### Exercise requirements:
Find each line in the entries that contains the word "Give" and copy those lines out.

### Material shown:
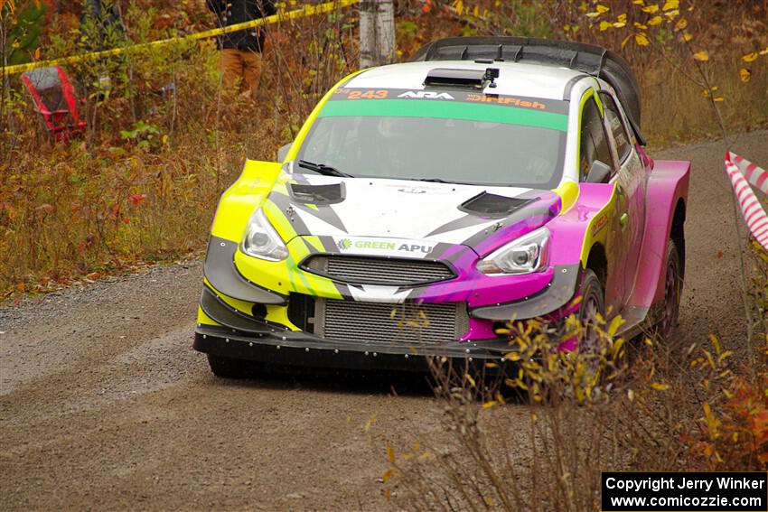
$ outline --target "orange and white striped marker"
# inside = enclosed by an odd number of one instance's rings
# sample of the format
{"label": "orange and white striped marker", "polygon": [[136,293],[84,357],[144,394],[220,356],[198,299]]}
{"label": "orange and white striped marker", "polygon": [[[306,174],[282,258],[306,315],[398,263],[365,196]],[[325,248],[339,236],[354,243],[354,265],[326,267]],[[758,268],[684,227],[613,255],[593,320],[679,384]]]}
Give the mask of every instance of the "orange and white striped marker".
{"label": "orange and white striped marker", "polygon": [[757,242],[768,251],[768,214],[750,187],[752,184],[768,195],[768,171],[728,151],[726,152],[726,172],[731,179],[747,228]]}

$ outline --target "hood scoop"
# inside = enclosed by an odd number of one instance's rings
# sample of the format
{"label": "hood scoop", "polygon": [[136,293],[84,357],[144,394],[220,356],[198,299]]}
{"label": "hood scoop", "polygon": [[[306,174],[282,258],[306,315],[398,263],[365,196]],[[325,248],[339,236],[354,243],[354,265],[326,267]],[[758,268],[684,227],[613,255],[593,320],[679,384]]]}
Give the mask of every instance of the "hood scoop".
{"label": "hood scoop", "polygon": [[291,192],[291,198],[296,202],[317,206],[342,202],[346,191],[343,182],[332,185],[290,183],[288,191]]}
{"label": "hood scoop", "polygon": [[508,217],[534,201],[539,198],[508,198],[488,192],[481,192],[473,198],[463,202],[459,209],[481,217],[502,218]]}

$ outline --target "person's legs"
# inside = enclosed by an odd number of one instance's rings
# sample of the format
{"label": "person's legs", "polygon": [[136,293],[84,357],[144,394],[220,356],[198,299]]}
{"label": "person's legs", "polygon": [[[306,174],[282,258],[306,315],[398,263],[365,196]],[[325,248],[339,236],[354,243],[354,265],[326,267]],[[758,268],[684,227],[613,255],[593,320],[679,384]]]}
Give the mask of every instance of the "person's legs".
{"label": "person's legs", "polygon": [[238,80],[243,78],[242,52],[234,48],[221,50],[221,74],[224,91],[229,94],[237,92]]}
{"label": "person's legs", "polygon": [[261,53],[258,51],[242,51],[243,90],[249,98],[254,98],[261,77]]}

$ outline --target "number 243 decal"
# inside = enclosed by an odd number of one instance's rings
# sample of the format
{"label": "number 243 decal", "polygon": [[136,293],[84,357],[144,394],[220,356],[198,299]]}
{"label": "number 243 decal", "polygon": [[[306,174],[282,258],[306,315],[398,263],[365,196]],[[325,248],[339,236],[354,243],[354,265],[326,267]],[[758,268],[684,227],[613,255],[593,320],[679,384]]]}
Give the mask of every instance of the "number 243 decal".
{"label": "number 243 decal", "polygon": [[351,90],[347,99],[385,99],[389,94],[389,91],[385,89]]}

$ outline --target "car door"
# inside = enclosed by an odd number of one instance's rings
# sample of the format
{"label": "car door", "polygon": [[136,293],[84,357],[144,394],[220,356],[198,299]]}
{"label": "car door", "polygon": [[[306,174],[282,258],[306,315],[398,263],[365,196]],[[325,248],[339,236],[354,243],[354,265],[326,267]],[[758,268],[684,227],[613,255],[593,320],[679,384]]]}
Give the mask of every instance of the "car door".
{"label": "car door", "polygon": [[606,228],[609,229],[606,240],[605,254],[608,260],[607,275],[603,284],[605,288],[605,307],[619,311],[623,304],[626,295],[626,284],[623,269],[628,257],[627,233],[621,228],[620,219],[628,219],[629,201],[624,178],[619,179],[618,163],[609,142],[606,125],[603,119],[603,112],[598,104],[600,98],[594,89],[588,90],[582,97],[581,128],[579,132],[579,181],[587,182],[592,163],[599,160],[611,168],[608,181],[616,184],[616,206],[613,217]]}
{"label": "car door", "polygon": [[625,203],[625,211],[620,214],[619,225],[623,239],[627,244],[626,256],[619,272],[623,283],[621,285],[622,305],[626,305],[634,289],[638,273],[640,251],[645,228],[645,171],[642,162],[632,144],[625,117],[618,101],[608,91],[601,91],[603,111],[611,149],[616,156],[618,172],[614,178],[618,200]]}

### Result of the exercise:
Give the mask of every instance of the "orange and white striped marker".
Give the mask of every instance of the "hood scoop".
Give the mask of every instance of the "person's legs".
Give the mask of every instance of the "number 243 decal".
Give the mask of every instance of the "car door".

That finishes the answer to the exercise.